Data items
============

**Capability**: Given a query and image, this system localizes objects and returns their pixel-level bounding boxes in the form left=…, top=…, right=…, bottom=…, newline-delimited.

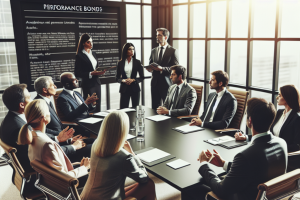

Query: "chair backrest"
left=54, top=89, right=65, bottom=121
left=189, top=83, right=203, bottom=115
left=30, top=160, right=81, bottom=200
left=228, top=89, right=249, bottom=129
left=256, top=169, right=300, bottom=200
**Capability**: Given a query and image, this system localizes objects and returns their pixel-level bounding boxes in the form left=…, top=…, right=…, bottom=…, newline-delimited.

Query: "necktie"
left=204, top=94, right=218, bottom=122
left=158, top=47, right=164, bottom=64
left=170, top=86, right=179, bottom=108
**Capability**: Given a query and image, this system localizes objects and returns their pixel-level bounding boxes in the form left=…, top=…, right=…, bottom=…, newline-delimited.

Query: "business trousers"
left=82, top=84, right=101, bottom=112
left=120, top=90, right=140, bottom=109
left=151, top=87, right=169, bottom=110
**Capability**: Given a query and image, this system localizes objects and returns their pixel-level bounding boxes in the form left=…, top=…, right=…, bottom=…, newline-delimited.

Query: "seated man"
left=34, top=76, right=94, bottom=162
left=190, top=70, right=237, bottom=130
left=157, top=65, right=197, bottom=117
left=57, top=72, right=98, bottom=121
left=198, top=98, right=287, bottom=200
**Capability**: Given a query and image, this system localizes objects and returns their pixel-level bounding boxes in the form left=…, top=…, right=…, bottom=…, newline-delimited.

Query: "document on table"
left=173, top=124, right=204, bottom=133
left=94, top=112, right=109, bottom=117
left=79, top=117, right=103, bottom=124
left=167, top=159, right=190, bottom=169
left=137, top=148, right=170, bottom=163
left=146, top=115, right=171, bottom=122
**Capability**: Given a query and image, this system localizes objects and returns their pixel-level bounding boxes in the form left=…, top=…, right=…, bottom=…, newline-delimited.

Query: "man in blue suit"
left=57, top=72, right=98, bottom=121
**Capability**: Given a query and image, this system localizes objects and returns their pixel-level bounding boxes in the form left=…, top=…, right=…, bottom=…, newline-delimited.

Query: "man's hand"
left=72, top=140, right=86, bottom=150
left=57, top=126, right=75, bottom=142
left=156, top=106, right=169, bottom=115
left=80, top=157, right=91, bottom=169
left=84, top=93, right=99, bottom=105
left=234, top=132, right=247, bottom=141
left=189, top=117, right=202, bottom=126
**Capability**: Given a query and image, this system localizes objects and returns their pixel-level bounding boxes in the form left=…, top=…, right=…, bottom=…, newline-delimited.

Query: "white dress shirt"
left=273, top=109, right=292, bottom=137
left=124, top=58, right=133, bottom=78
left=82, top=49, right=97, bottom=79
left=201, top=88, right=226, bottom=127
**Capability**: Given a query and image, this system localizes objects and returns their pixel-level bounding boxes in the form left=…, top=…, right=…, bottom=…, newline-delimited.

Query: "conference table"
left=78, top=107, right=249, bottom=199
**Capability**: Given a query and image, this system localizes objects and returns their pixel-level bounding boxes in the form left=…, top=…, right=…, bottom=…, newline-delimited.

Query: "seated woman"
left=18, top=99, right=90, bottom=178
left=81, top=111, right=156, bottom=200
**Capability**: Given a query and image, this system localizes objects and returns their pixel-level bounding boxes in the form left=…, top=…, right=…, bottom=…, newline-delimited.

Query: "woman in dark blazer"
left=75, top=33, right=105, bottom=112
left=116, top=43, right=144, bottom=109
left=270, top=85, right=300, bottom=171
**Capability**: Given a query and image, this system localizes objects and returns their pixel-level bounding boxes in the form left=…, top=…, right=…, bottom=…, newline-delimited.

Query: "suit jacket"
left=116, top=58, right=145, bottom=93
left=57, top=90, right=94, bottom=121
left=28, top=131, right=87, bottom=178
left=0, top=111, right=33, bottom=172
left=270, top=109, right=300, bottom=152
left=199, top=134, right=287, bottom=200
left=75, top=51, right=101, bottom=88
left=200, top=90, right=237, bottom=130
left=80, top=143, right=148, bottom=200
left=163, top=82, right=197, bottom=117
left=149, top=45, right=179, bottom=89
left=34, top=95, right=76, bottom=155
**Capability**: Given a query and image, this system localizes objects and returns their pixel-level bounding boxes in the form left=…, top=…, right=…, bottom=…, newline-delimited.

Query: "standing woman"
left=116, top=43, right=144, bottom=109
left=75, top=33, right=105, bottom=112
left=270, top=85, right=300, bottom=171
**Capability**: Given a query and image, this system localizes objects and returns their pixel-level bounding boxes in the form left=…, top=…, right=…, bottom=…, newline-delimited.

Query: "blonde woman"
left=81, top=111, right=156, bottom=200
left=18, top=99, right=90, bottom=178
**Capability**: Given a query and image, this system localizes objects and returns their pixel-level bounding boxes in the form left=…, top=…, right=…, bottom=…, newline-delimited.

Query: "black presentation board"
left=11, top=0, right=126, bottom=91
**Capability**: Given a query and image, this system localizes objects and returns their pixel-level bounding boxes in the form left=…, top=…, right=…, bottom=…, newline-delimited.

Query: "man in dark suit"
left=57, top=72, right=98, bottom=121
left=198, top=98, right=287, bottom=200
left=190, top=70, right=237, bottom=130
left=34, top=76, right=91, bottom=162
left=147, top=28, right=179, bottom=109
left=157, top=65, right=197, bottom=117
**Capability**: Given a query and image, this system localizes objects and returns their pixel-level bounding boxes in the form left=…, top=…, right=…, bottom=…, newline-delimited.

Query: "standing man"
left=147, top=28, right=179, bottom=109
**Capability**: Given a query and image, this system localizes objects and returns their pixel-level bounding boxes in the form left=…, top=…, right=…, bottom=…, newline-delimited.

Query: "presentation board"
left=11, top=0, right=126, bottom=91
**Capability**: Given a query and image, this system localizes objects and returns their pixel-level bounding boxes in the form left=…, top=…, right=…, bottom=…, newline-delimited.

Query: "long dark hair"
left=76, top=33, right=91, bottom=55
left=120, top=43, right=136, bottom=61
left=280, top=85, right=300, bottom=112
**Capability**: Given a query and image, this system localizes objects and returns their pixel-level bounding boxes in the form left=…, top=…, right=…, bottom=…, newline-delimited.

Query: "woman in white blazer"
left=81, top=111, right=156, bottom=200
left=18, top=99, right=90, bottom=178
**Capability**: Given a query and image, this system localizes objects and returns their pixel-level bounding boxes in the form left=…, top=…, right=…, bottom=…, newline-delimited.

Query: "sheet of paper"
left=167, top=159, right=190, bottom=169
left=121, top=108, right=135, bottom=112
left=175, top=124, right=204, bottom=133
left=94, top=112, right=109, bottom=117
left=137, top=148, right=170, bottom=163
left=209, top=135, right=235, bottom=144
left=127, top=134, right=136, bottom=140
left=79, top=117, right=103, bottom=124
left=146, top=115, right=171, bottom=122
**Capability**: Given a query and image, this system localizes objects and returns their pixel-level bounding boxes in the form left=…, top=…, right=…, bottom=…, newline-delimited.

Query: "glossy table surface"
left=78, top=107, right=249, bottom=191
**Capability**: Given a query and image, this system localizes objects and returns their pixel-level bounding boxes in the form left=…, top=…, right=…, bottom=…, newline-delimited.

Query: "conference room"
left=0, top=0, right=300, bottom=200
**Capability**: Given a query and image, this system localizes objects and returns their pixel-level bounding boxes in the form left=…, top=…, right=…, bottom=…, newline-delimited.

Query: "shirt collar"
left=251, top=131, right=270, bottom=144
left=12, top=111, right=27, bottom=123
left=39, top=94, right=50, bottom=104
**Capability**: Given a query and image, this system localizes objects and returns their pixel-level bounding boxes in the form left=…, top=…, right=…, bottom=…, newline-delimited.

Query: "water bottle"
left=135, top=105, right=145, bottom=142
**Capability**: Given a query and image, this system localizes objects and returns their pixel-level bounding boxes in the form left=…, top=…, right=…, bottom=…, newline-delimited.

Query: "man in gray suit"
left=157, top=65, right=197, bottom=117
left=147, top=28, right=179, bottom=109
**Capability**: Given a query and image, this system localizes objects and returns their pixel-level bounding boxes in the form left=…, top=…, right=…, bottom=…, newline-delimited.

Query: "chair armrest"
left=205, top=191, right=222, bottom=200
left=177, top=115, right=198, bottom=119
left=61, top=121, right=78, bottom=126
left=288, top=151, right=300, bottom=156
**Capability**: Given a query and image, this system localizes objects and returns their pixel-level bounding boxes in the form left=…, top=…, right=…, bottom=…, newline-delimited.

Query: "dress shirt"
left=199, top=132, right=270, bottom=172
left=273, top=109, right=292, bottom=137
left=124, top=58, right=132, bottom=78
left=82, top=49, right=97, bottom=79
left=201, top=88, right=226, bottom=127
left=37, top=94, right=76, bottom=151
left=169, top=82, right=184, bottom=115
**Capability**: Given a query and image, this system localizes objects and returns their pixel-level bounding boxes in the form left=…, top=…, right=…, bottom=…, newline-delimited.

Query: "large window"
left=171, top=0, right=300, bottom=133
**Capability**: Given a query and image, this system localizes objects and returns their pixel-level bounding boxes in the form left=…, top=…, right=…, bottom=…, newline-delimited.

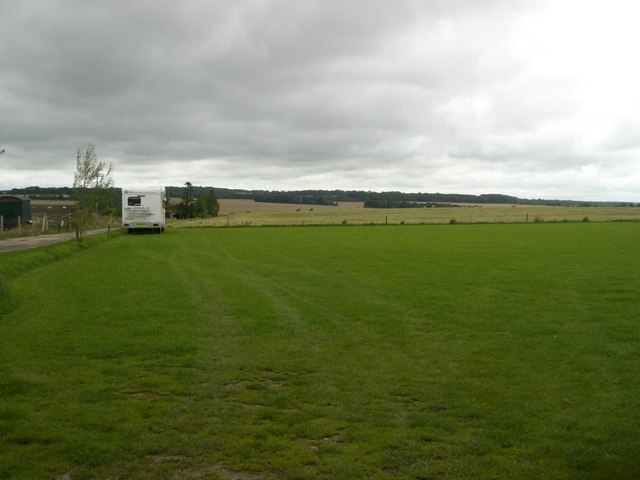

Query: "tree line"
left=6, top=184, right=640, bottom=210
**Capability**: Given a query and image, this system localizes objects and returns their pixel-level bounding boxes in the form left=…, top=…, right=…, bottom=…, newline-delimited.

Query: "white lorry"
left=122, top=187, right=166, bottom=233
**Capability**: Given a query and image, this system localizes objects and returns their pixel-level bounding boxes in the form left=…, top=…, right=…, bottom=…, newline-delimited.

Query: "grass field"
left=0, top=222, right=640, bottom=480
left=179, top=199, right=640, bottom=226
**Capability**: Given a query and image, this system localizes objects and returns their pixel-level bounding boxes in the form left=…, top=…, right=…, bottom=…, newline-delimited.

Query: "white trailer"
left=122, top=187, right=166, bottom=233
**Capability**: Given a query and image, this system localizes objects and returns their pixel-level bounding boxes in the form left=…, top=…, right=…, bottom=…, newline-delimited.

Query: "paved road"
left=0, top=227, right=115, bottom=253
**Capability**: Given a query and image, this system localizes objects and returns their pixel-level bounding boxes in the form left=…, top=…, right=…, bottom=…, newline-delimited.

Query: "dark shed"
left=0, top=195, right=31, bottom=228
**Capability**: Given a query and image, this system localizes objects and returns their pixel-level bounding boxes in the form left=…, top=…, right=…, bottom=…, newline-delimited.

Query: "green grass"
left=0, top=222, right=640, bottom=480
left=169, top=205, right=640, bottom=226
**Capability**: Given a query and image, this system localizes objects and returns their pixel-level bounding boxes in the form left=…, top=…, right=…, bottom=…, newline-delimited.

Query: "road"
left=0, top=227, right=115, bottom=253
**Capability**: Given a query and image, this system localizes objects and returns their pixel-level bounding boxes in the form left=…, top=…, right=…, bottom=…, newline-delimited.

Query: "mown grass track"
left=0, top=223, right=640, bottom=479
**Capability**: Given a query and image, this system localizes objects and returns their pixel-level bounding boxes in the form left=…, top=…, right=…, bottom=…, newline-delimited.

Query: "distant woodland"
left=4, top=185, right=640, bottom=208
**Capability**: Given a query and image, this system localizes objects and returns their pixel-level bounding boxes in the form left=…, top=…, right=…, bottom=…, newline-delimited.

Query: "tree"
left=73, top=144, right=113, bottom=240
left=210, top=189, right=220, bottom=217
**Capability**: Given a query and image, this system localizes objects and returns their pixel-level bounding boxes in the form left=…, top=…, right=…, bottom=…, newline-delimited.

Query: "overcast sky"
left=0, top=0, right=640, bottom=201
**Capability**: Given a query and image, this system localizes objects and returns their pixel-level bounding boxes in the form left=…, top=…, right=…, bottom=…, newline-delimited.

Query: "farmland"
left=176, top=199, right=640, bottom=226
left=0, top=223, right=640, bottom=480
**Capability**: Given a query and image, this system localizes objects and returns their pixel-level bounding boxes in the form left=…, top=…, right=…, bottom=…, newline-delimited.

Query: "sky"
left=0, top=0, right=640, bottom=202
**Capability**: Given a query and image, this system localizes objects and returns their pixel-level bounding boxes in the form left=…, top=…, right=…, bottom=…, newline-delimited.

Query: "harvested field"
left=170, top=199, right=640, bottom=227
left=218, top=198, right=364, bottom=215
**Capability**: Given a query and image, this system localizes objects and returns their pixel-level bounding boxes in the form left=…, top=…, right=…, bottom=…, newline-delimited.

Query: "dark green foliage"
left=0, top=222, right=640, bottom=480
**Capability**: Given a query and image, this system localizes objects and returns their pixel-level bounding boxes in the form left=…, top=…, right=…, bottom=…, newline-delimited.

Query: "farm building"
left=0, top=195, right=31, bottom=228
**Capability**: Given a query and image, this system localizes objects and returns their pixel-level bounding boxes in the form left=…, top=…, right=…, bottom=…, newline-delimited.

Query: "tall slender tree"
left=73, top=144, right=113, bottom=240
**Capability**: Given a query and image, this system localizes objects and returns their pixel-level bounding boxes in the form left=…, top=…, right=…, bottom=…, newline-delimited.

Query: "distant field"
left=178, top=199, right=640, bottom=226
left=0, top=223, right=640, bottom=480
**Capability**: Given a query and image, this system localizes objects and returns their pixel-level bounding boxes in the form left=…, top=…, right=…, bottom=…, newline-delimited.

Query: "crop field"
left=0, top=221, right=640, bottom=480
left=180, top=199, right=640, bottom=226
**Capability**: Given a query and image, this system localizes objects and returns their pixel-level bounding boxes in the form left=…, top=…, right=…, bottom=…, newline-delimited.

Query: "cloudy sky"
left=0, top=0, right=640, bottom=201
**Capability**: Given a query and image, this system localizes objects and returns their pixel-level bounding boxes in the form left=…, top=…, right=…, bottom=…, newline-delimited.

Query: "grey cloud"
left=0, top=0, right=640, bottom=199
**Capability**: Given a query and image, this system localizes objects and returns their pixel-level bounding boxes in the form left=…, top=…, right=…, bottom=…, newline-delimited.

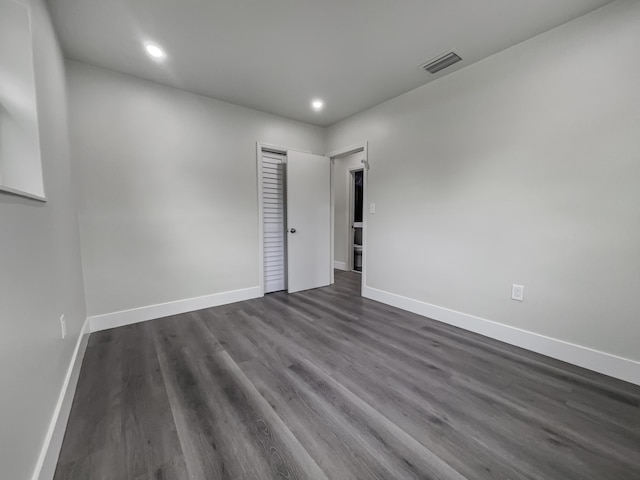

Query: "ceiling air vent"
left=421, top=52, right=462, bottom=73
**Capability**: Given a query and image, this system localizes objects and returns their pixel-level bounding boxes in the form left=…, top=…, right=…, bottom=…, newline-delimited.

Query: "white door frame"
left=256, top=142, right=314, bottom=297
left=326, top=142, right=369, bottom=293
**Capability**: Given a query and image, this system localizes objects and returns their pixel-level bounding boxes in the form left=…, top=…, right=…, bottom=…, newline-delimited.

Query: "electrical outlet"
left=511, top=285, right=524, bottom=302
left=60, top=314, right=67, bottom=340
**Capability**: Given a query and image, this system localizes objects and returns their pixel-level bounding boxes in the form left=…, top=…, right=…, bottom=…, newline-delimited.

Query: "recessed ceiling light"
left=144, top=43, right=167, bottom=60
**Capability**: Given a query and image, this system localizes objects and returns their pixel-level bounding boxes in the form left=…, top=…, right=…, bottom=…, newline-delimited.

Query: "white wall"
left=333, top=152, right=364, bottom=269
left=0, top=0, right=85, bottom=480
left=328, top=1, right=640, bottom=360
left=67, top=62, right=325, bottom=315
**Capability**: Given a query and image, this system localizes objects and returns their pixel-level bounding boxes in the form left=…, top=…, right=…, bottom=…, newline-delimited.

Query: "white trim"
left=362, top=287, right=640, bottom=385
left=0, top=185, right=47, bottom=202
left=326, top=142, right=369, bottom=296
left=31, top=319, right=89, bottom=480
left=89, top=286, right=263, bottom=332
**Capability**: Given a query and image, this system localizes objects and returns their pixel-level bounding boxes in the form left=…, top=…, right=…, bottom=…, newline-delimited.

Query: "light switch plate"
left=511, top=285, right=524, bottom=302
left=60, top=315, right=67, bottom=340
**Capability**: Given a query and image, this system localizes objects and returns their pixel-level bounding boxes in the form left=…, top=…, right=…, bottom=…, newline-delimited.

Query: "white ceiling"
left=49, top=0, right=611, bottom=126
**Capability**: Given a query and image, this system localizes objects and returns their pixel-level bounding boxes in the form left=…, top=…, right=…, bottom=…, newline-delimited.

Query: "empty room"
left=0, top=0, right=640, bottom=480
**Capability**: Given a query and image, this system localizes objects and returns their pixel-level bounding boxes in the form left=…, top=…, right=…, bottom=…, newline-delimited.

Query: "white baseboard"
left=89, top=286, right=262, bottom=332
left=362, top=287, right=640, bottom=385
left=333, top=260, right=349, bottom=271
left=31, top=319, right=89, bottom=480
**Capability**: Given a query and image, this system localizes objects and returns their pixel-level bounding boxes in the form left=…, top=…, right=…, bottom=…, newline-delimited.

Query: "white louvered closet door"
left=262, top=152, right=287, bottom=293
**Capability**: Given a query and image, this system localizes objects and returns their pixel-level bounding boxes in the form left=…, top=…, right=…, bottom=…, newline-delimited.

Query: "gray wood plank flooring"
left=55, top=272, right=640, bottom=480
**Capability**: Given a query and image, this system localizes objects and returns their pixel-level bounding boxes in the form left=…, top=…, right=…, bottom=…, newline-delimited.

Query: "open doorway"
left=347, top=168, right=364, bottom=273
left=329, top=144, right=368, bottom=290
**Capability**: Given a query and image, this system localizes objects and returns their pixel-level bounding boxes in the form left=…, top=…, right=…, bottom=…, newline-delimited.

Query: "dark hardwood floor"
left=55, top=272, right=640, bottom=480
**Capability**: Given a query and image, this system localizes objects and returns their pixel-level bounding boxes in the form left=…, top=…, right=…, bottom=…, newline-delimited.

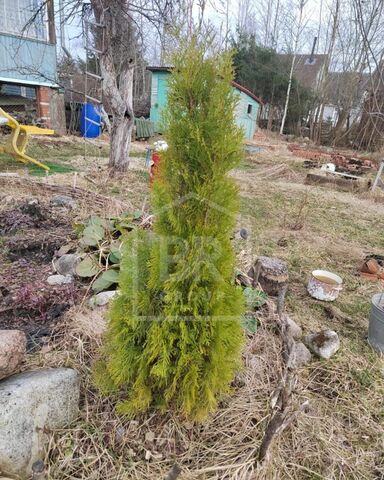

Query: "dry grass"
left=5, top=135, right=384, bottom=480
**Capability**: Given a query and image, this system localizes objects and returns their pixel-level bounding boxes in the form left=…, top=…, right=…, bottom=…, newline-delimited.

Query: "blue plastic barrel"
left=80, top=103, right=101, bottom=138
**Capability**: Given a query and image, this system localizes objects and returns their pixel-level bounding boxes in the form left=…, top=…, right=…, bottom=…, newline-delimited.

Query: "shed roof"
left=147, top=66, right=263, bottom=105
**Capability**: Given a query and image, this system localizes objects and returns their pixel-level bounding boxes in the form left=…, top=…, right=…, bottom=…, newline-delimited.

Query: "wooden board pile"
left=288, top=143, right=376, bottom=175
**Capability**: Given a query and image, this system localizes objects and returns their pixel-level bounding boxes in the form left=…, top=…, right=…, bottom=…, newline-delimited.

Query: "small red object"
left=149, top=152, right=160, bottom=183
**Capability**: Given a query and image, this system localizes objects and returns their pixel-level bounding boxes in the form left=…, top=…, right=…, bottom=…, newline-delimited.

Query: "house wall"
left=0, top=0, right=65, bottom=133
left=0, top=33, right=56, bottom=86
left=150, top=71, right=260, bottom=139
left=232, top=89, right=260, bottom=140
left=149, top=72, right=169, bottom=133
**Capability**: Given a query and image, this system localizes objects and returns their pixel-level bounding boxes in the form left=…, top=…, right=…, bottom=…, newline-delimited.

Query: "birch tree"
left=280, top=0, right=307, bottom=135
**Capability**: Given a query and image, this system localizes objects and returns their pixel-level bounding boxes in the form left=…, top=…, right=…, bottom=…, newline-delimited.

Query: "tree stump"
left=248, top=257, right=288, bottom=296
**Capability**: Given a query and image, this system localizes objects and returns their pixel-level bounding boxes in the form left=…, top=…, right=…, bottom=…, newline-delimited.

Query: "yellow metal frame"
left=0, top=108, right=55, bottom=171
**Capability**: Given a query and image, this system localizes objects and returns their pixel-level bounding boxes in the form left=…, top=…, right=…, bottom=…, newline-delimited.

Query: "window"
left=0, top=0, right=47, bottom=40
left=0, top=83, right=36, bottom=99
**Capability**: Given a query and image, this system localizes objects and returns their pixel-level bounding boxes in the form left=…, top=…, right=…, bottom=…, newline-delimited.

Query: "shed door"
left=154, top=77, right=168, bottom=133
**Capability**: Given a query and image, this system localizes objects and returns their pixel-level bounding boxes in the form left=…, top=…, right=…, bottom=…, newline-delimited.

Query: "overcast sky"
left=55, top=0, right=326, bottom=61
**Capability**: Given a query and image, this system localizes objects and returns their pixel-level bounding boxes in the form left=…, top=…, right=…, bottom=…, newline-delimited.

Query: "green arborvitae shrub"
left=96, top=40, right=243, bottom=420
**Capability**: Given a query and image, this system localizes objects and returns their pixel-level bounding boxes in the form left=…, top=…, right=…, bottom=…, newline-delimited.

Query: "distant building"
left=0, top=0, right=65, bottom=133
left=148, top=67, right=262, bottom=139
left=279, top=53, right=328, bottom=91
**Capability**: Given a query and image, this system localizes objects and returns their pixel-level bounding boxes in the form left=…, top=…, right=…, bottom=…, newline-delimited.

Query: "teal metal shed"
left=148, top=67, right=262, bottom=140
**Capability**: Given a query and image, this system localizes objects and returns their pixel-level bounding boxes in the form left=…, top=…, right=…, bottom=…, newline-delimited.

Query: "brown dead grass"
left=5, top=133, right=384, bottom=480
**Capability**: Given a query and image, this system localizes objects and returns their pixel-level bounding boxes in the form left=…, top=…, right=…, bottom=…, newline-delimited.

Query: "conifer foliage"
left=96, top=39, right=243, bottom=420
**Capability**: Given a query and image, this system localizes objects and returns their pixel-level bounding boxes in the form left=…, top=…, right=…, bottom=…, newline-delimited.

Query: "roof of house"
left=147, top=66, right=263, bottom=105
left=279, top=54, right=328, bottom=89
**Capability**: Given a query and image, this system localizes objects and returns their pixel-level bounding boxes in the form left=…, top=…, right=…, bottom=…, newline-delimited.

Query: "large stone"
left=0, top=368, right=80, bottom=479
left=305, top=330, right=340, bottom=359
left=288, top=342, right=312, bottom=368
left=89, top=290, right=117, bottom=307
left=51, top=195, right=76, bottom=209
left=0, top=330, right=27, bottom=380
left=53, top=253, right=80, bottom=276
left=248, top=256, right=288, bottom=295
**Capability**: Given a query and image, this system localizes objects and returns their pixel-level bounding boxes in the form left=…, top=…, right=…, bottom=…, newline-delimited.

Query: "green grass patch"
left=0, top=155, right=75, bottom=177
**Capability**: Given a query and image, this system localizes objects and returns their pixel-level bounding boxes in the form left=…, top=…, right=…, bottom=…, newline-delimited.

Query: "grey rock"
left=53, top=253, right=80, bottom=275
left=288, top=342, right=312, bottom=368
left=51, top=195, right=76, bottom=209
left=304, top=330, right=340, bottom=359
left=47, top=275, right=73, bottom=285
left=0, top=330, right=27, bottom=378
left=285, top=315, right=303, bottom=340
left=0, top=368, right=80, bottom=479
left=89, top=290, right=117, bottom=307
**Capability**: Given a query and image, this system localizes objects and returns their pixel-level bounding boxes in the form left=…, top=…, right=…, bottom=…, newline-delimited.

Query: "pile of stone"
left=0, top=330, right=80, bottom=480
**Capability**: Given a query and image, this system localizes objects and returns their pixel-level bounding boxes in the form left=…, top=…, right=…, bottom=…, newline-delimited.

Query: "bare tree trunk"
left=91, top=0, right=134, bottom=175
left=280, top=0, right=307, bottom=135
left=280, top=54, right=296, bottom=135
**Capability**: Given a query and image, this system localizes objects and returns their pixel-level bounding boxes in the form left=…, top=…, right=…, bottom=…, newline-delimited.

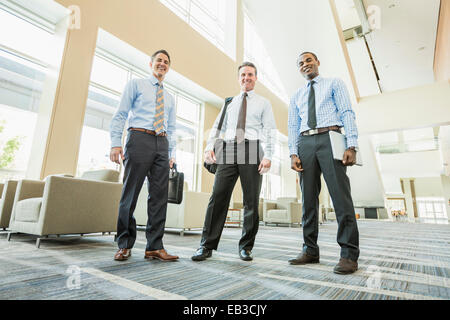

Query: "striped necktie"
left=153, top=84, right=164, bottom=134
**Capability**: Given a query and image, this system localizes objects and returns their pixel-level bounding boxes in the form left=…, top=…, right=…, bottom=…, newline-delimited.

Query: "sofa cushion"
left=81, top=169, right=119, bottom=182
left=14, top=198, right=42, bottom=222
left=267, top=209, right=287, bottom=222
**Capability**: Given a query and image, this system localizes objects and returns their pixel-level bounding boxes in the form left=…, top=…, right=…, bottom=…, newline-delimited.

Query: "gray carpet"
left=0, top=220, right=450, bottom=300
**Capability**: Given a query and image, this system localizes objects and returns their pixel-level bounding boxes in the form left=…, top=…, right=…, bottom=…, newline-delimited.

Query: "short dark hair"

============

• DO THIS
State how many lines in the material contain the string "frame", matching case exactly. Give only the number.

• OUTPUT OF THE EXERCISE
2